*** Opening of SUPPLIED DATA ***

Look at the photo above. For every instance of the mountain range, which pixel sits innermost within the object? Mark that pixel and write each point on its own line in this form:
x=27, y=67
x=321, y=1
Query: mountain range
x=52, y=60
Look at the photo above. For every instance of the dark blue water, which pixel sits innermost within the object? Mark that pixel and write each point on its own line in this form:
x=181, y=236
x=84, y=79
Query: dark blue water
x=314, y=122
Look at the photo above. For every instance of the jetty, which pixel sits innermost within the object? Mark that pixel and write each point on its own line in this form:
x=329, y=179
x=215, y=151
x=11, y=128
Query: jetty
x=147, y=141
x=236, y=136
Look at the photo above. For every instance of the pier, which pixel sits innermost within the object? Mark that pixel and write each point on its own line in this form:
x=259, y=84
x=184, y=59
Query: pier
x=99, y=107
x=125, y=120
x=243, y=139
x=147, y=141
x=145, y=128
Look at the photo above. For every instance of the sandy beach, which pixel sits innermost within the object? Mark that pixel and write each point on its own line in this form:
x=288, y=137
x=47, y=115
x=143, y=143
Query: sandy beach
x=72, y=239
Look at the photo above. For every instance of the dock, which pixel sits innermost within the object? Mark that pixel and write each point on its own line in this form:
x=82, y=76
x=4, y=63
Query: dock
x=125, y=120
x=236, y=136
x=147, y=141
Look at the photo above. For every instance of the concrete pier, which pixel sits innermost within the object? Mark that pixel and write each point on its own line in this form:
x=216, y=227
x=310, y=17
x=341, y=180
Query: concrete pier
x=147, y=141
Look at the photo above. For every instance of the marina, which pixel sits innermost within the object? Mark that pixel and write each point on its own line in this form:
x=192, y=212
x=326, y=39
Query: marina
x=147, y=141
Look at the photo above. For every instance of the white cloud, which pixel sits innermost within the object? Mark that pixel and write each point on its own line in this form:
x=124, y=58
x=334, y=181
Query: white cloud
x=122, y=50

*** Close of SUPPLIED DATA ***

Write the material out once more, exactly.

*WRITTEN REPLY*:
Look at the photo above. For every instance of the mountain range, which pixel sits innermost within the object? Mark that pixel and write each point on its own line in this form:
x=27, y=67
x=321, y=1
Query: mountain range
x=52, y=60
Look at the photo above. For every instance of the dark blue water, which pixel sits innermost within the object? Mark that pixel and write each point on its own line in this form:
x=181, y=236
x=84, y=79
Query: dark blue water
x=314, y=122
Look at the photo above. For every instance of the jetty, which pixel sits innermost within the object? Mark that pixel and write each point on its own line in this form:
x=329, y=179
x=215, y=151
x=11, y=128
Query: jetty
x=147, y=141
x=236, y=136
Look at the photo above. For every instance of the pier, which pixel sits innermost within the object? Mark that pixel and write each point on its own line in this form:
x=259, y=84
x=184, y=59
Query: pier
x=99, y=107
x=125, y=120
x=243, y=139
x=147, y=141
x=145, y=128
Look at the photo above. For every instance of the sandy beach, which pixel sits innermost within the object? Mark that pixel and write each point on its own line in this form:
x=288, y=137
x=47, y=115
x=143, y=143
Query: sandy beach
x=72, y=239
Look at the photo above. For every instance of the dock, which pixel sits innermost within the object? Mark that pixel and write each point on its own line in this form:
x=82, y=76
x=4, y=63
Query: dock
x=125, y=120
x=236, y=136
x=147, y=141
Look at the photo above. For every instance of the concrete pier, which pixel sits innermost within the object? Mark that pixel and write each point on its own line in this form:
x=216, y=227
x=310, y=17
x=341, y=180
Query: concrete pier
x=147, y=141
Look at the photo above. For every instance of the marina, which pixel sits innermost within the object? Mark that pixel and write each point on its own line in this form:
x=192, y=212
x=326, y=39
Query: marina
x=147, y=141
Look at the photo above. For every instance of the white cloud, which pixel sits innermost within the object? Mark that pixel and write each point on its own line in this form:
x=124, y=58
x=334, y=181
Query: white cloud
x=122, y=50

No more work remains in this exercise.